> The problem:
Go through the listing and copy every line word for word.

> Outline annotation records:
* START *

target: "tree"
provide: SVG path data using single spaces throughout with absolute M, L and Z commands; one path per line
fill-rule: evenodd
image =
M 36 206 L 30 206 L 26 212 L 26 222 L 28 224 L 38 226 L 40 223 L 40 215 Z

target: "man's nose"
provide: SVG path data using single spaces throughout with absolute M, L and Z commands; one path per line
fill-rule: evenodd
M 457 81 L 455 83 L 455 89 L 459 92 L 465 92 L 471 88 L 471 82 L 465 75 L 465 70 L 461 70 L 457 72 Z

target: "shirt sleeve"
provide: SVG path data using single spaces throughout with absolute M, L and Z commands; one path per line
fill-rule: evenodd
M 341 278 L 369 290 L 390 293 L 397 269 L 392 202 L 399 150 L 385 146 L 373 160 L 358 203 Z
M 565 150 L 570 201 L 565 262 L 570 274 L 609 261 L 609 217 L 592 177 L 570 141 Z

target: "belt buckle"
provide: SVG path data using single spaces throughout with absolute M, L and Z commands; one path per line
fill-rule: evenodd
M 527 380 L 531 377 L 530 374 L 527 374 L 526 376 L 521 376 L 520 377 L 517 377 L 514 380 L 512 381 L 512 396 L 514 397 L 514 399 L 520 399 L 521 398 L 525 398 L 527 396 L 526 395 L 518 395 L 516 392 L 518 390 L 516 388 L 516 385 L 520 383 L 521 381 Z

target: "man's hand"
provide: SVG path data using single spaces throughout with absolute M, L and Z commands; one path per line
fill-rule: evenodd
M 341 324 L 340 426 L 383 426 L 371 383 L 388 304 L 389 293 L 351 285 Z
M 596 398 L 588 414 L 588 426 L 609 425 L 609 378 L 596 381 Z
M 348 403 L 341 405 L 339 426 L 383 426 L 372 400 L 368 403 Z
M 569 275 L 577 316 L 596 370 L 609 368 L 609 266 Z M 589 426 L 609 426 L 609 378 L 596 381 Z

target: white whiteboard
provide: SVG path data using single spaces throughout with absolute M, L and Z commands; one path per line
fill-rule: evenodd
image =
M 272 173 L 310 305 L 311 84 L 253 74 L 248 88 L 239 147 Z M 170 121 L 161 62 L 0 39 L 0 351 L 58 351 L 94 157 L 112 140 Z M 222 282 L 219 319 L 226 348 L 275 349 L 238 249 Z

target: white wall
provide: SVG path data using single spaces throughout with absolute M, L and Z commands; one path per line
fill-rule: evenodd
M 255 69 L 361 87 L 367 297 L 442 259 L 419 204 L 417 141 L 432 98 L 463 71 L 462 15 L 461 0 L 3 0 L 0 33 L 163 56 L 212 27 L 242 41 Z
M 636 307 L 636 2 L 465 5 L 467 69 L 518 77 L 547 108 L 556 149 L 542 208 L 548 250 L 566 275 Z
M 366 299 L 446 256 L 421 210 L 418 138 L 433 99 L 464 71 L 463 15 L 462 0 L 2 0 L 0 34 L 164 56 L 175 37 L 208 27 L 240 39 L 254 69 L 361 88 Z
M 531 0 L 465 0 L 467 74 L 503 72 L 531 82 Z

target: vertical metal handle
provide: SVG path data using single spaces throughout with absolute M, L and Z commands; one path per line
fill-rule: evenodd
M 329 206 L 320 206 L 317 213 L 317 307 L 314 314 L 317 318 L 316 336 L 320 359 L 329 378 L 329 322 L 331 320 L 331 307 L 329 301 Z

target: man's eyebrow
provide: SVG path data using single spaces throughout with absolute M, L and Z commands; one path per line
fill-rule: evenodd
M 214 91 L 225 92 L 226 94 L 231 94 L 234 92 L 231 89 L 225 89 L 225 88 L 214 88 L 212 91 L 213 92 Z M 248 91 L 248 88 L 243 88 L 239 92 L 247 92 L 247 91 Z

* END *

> Result for this task:
target: "tree"
provide: SVG path data using single spaces throughout with absolute M, L and Z commands; one path per line
fill-rule: evenodd
image =
M 36 206 L 30 206 L 26 212 L 26 222 L 28 224 L 38 226 L 40 223 L 40 215 Z

target: "man's nose"
provide: SVG path data using single spaces throughout with absolute M, L and Z commands; one path per line
fill-rule: evenodd
M 457 81 L 455 83 L 455 89 L 459 92 L 465 92 L 471 88 L 471 82 L 465 75 L 465 70 L 461 70 L 457 72 Z

target: "shirt sleeve"
provide: SVG path data using single spaces throughout with absolute M, L and Z commands; one path per line
fill-rule: evenodd
M 341 278 L 369 290 L 390 293 L 397 269 L 392 202 L 399 150 L 385 146 L 373 160 L 358 203 Z
M 565 150 L 570 201 L 565 262 L 570 274 L 609 261 L 609 217 L 592 177 L 570 141 Z

target: "belt buckle"
provide: SVG path data using single spaces throughout with absolute M, L and Z commands; one path per line
fill-rule: evenodd
M 527 380 L 531 377 L 530 374 L 527 374 L 526 376 L 521 376 L 520 377 L 517 377 L 514 380 L 512 381 L 512 396 L 514 397 L 514 399 L 520 399 L 521 398 L 525 398 L 527 396 L 526 395 L 518 395 L 516 392 L 518 390 L 516 388 L 516 385 L 520 383 L 521 381 Z

target: "man's hand"
provide: SVG path data using single spaces throughout with absolute M, L and Z commands; one path per line
fill-rule: evenodd
M 341 324 L 340 426 L 383 426 L 371 383 L 388 304 L 389 293 L 351 285 Z
M 596 398 L 588 414 L 588 426 L 609 425 L 609 378 L 596 381 Z
M 348 403 L 341 405 L 339 426 L 383 426 L 372 400 L 368 403 Z
M 569 275 L 577 316 L 596 370 L 609 368 L 609 266 Z M 589 426 L 609 426 L 609 378 L 596 381 Z

target: white whiteboard
provide: SVG path data using single spaces throughout with absolute M, L and Z commands; one path per line
fill-rule: evenodd
image =
M 272 173 L 310 305 L 311 84 L 253 74 L 248 88 L 239 147 Z M 170 121 L 161 62 L 0 39 L 0 351 L 58 351 L 94 157 L 112 140 Z M 222 282 L 219 319 L 226 348 L 275 349 L 238 249 Z

target: white wall
provide: SVG path data using single spaces throughout with absolute M, L and Z commands; one path per line
fill-rule: evenodd
M 255 69 L 361 87 L 367 297 L 442 259 L 419 204 L 417 141 L 432 98 L 463 71 L 462 15 L 461 0 L 3 0 L 0 33 L 163 56 L 212 27 L 242 41 Z
M 636 307 L 636 2 L 465 5 L 467 69 L 518 77 L 547 108 L 556 149 L 542 208 L 548 250 L 566 275 Z
M 366 299 L 446 256 L 421 210 L 418 138 L 433 99 L 464 71 L 463 15 L 462 0 L 2 0 L 0 34 L 164 56 L 175 37 L 208 27 L 240 39 L 254 69 L 361 88 Z
M 531 0 L 465 0 L 467 74 L 503 72 L 531 82 Z

target: vertical metal handle
provide: SVG path data using single spaces throughout with absolute M, L and Z commands; one path per line
fill-rule: evenodd
M 329 206 L 320 206 L 317 213 L 317 307 L 314 314 L 317 318 L 316 336 L 320 359 L 329 378 L 329 322 L 331 320 L 331 307 L 329 301 Z

target: man's eyebrow
provide: SVG path data using single spaces throughout with absolute M, L and Z commands; one path per line
fill-rule: evenodd
M 214 91 L 225 92 L 226 94 L 231 94 L 234 92 L 231 89 L 225 89 L 225 88 L 214 88 L 212 91 L 213 92 Z M 248 91 L 248 88 L 243 88 L 239 92 L 247 92 L 247 91 Z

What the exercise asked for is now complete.